───── Selected extract

The second multivariate model may be the same type of model as the first multivariate model (e.g., both PLS models), such that the second multivariate model is an updated/retrained version of the first multivariate model. Alternatively, the second multivariate model may be a different type of model than the first multivariate model. For example, the first multivariate model may be a PLS model, and the second multivariate model may be a deep neural network. Depending on the embodiment, the second data set may be the data set produced by sub-block 504C, or may result from one or more additional filtering/processing steps occurring after sub-block 504C. More generally, block 504 may include one or more additional filtering/processing subblocks that occur before, after, between, and/or during sub-blocks 504A and 504C.
[0035] In some embodiments, the method 500 includes one or more additional blocks not shown in FIG. 5. For example, the method 500 may include an additional block, occurring after block 506, in which a value or classification is inferred using the trained second multivariate model, in which a value or classification is predicted using the trained second multivariate model, and/or in which a process is monitored (e.g., substantially in real-time) using the second multivariate model. As another example, the method 500 may include one or more additional blocks, occurring before block 502, in which a user interface is generated and/or presented to a user via a display device, and in which one or more user entries are received via the user interface (e.g., a user indication of which data set to use as the first data set, which limits to apply at sub-blocks 504A and/or 504C, etc.).

──────────
───── Information given

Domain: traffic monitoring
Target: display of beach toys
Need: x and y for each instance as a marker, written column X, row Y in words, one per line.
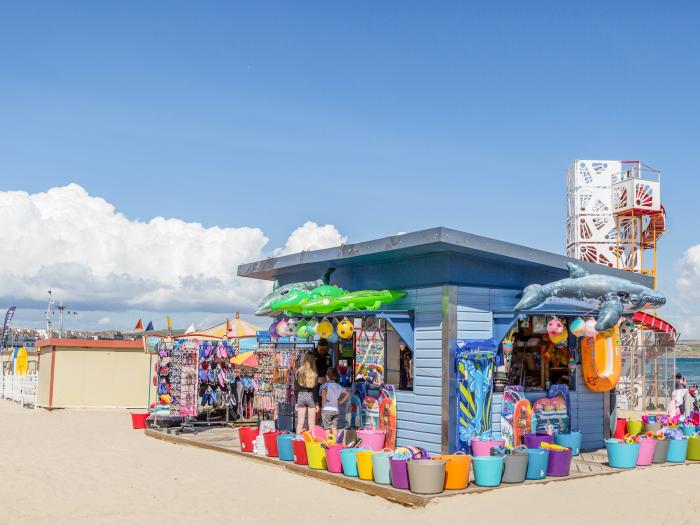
column 247, row 436
column 371, row 438
column 481, row 446
column 284, row 447
column 457, row 467
column 570, row 440
column 426, row 476
column 534, row 440
column 622, row 454
column 488, row 470
column 537, row 459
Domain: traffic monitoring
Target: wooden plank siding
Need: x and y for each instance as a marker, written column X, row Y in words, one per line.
column 418, row 420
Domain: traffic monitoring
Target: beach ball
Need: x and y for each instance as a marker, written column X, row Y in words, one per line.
column 281, row 328
column 345, row 329
column 554, row 329
column 324, row 329
column 577, row 327
column 589, row 328
column 626, row 327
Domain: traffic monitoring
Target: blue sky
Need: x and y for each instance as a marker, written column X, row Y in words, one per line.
column 373, row 117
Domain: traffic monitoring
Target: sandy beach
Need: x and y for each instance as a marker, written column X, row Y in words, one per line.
column 71, row 466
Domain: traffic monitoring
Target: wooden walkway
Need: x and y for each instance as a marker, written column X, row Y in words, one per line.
column 226, row 440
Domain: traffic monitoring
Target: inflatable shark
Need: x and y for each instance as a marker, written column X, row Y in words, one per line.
column 614, row 294
column 279, row 292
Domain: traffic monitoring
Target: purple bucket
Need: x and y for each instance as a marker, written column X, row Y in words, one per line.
column 534, row 440
column 559, row 463
column 399, row 473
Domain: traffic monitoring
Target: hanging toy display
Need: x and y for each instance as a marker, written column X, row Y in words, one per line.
column 324, row 329
column 589, row 328
column 281, row 328
column 577, row 327
column 345, row 328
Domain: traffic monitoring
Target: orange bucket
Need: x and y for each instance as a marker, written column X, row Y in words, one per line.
column 456, row 470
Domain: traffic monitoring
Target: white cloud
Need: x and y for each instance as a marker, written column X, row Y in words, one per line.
column 311, row 236
column 95, row 258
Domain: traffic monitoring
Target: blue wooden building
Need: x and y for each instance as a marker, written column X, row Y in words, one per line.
column 460, row 286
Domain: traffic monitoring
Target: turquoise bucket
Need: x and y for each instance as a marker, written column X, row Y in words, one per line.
column 348, row 457
column 537, row 459
column 381, row 468
column 677, row 450
column 622, row 455
column 284, row 447
column 571, row 440
column 488, row 470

──────────

● Set exercise 1:
Answer these questions using the passage on multivariate models.
(a) If the first multivariate model is a PLS model, what type of model does the example give for the second multivariate model?
(b) The additional blocks involving a user interface occur before which block?
(c) The additional block in which a value or classification is inferred occurs after which block?
● Set exercise 2:
Quote word for word the part of the passage on multivariate models starting with "[0035] In some" and going on through "and/or 504C, etc.).".

● Task result 1:
(a) A deep neural network
(b) Block 502
(c) Block 506

● Task result 2:
[0035] In some embodiments, the method 500 includes one or more additional blocks not shown in FIG. 5. For example, the method 500 may include an additional block, occurring after block 506, in which a value or classification is inferred using the trained second multivariate model, in which a value or classification is predicted using the trained second multivariate model, and/or in which a process is monitored (e.g., substantially in real-time) using the second multivariate model. As another example, the method 500 may include one or more additional blocks, occurring before block 502, in which a user interface is generated and/or presented to a user via a display device, and in which one or more user entries are received via the user interface (e.g., a user indication of which data set to use as the first data set, which limits to apply at sub-blocks 504A and/or 504C, etc.).